## Required action
Among the entries that follow, how many lines contain the string "pointed"? Answer with that number only.

Referring expression pointing data
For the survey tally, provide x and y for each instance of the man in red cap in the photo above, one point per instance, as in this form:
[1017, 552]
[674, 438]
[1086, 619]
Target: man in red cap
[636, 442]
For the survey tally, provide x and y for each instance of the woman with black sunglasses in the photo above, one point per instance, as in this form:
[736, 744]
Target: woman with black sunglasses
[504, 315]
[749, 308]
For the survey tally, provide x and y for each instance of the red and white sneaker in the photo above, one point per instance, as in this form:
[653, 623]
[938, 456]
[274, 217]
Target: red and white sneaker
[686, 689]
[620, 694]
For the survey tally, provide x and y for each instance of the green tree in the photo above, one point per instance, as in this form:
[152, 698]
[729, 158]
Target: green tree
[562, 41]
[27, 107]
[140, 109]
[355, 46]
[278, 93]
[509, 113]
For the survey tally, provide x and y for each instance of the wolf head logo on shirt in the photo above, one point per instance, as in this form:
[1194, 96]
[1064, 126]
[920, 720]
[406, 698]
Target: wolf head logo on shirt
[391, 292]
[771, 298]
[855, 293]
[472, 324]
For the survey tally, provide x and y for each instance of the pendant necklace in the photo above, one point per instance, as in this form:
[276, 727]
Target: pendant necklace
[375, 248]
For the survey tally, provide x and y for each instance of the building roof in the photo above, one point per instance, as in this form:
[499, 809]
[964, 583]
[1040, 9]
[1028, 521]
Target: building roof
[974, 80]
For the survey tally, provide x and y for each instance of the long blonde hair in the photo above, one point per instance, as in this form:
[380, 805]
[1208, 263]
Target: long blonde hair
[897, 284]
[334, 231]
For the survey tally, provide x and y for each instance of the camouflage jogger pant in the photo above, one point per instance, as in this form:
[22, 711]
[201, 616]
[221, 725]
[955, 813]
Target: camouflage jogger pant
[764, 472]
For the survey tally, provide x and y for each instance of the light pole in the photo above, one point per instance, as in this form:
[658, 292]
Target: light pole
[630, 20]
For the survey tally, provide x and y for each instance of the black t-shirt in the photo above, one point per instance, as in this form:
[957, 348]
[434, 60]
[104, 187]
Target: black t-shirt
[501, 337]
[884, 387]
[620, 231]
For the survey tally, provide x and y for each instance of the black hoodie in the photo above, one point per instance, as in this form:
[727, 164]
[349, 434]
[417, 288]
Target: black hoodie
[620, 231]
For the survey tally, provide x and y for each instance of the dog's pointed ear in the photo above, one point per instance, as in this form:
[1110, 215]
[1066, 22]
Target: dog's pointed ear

## Task output
2